*Work required*. Take from the records below each line that holds "negative".

*Provided material*.

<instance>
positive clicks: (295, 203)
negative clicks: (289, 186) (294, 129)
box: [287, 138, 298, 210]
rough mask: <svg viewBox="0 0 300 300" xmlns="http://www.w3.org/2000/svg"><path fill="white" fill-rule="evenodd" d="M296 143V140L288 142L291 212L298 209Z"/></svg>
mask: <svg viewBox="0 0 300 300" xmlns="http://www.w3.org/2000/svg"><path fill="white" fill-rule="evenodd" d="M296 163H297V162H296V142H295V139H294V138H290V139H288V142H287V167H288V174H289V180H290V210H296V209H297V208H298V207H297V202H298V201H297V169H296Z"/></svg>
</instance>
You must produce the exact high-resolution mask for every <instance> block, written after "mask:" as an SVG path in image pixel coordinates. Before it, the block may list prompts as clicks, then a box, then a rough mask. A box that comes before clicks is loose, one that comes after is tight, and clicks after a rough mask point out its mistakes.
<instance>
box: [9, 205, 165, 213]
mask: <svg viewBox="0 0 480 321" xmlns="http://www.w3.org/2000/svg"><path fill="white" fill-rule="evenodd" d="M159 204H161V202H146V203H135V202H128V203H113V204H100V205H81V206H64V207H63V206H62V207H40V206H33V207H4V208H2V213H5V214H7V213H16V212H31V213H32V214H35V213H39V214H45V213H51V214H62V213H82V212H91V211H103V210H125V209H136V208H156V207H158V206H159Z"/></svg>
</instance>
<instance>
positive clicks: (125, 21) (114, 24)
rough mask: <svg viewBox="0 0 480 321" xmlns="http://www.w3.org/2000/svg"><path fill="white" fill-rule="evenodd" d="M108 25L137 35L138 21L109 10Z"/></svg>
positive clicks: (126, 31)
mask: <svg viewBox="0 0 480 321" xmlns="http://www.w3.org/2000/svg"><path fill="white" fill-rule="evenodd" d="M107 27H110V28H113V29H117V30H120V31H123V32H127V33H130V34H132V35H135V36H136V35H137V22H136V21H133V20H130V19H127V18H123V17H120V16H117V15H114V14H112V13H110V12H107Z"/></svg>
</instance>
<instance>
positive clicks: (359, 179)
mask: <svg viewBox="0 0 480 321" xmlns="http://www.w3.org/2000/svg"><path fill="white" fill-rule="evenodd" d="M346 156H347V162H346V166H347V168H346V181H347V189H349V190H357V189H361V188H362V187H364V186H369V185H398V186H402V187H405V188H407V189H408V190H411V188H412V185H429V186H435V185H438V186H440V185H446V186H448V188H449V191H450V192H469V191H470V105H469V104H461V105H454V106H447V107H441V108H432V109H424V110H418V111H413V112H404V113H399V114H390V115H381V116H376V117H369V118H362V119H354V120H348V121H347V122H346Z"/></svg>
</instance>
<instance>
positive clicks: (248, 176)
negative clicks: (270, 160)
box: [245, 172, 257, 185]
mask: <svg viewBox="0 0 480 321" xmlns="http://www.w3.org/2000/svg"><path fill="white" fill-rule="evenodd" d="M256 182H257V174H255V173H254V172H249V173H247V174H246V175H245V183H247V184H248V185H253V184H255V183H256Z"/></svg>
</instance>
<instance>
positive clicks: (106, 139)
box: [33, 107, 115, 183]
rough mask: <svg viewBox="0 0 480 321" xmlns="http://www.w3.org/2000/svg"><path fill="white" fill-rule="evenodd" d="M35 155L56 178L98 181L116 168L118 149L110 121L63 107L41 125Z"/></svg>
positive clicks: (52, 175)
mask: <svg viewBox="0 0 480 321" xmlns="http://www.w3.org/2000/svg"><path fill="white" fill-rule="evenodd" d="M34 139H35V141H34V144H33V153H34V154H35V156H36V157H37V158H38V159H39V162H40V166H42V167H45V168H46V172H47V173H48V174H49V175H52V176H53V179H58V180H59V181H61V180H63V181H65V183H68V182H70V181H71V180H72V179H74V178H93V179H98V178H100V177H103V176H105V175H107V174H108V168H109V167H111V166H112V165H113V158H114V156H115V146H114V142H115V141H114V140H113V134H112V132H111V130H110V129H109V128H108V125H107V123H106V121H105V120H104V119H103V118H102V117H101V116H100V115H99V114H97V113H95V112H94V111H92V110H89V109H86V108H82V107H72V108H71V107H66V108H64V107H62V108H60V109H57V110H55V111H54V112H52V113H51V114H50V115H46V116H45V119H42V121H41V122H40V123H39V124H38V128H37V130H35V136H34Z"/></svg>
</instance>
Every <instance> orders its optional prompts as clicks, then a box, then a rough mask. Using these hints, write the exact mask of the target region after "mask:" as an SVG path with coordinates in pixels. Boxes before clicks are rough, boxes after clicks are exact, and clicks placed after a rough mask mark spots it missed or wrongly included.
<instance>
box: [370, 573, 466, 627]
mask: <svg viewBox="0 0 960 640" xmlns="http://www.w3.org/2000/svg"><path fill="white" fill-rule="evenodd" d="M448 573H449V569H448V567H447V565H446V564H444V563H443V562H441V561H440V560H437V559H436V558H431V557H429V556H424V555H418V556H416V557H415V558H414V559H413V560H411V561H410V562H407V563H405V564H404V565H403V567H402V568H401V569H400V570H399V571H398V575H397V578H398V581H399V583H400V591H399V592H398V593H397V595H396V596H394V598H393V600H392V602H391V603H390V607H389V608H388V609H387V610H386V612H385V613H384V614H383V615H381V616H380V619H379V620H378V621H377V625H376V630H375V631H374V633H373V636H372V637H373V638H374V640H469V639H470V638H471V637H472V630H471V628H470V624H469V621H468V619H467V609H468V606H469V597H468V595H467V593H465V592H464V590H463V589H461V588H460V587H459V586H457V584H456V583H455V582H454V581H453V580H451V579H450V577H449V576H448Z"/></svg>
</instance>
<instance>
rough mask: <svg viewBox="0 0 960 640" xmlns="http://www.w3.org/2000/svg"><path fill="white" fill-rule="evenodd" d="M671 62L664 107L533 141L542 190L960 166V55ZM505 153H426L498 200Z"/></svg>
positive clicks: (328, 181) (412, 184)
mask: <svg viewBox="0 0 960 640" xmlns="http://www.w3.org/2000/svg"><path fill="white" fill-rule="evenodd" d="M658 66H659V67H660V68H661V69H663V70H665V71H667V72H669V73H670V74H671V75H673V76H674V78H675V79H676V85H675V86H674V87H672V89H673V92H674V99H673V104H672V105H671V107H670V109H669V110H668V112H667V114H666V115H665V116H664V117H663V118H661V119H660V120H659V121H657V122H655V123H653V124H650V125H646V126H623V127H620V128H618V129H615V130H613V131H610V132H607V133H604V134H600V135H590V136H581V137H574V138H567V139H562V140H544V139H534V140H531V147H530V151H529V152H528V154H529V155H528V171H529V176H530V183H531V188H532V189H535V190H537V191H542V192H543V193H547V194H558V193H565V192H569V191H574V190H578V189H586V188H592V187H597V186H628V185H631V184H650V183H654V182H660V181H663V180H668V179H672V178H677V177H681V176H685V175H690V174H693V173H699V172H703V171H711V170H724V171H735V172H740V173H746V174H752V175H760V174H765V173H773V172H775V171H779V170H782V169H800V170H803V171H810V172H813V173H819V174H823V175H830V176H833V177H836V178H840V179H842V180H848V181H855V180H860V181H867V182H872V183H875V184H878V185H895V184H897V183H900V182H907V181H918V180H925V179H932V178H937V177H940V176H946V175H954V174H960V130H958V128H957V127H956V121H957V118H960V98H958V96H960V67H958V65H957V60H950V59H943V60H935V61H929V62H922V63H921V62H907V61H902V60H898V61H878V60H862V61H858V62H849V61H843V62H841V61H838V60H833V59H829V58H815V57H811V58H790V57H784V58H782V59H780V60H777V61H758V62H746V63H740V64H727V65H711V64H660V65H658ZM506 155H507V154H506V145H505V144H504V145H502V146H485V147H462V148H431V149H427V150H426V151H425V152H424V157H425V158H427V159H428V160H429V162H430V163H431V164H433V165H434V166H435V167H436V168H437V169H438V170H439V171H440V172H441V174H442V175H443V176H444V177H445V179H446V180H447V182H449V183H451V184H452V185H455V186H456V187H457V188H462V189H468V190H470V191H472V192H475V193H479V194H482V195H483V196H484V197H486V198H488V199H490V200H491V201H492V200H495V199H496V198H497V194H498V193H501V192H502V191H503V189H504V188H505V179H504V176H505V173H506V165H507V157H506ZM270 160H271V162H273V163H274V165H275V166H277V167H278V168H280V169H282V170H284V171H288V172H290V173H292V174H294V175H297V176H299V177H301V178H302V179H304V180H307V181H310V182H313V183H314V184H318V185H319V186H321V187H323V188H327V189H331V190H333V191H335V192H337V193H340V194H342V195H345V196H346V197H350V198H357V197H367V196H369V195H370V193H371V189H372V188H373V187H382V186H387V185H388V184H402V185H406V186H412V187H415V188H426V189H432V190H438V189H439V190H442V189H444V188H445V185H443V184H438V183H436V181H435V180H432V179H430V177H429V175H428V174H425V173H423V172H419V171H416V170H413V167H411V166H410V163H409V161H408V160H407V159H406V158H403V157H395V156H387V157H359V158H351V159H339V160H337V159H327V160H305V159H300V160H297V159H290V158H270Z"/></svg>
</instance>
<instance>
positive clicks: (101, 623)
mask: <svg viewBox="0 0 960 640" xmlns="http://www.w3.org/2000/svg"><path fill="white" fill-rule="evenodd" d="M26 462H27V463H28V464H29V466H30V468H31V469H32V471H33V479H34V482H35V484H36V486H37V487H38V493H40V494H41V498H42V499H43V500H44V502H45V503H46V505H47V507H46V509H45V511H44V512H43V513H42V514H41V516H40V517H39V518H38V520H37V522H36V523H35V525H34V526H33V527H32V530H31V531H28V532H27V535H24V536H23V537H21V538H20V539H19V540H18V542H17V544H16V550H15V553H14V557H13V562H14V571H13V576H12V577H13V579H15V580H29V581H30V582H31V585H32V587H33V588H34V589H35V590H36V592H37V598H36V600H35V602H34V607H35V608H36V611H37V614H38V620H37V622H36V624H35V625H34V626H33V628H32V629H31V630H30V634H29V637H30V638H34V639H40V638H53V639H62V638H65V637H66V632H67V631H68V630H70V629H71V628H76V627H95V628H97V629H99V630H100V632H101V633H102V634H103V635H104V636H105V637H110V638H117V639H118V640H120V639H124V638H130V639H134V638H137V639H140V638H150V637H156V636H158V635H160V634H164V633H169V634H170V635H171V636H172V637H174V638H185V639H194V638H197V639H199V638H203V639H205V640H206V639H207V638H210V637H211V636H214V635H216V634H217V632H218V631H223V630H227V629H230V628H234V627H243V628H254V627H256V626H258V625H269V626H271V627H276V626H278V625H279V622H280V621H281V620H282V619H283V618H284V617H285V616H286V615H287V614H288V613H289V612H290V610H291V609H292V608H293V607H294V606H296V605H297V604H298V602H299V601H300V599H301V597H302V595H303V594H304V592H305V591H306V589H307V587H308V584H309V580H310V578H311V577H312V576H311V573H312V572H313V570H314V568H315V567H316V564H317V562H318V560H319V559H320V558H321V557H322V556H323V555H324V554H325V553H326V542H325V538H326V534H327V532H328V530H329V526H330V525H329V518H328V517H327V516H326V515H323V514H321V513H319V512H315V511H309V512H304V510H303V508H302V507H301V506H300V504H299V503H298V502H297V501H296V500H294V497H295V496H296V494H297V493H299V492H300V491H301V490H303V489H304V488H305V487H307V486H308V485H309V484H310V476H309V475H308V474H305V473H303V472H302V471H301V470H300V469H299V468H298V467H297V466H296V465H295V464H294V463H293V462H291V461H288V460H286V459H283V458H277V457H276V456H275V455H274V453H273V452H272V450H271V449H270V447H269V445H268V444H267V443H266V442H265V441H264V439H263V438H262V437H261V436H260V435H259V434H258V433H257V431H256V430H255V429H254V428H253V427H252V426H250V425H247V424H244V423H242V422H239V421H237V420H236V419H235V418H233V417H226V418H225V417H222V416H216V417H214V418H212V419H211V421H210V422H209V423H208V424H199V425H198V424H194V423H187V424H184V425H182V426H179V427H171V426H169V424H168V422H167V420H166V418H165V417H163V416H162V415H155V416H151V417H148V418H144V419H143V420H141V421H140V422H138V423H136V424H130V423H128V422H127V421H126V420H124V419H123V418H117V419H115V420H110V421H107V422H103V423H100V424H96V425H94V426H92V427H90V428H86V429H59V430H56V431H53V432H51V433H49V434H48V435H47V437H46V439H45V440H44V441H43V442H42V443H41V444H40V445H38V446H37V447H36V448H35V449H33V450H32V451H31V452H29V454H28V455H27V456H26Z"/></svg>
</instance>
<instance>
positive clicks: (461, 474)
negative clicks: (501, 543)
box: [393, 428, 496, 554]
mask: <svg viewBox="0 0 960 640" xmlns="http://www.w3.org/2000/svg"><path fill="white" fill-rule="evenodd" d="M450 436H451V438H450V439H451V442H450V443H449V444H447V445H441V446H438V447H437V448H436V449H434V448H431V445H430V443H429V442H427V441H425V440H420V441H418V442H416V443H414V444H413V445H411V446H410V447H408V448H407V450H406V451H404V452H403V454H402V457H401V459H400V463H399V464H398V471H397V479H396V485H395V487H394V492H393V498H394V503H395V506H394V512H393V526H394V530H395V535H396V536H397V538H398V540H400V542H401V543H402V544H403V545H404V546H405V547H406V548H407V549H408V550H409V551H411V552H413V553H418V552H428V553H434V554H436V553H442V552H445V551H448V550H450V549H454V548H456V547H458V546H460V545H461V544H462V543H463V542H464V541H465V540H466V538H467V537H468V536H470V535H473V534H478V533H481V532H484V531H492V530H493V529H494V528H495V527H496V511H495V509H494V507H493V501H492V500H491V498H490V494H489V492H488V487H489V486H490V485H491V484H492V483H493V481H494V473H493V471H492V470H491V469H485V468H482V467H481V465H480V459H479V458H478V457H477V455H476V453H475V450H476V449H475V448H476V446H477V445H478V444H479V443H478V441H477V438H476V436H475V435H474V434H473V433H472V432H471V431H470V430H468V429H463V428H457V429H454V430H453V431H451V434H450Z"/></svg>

*Result for this exercise*.
negative clicks: (289, 186) (294, 129)
negative clicks: (270, 160)
negative clicks: (501, 543)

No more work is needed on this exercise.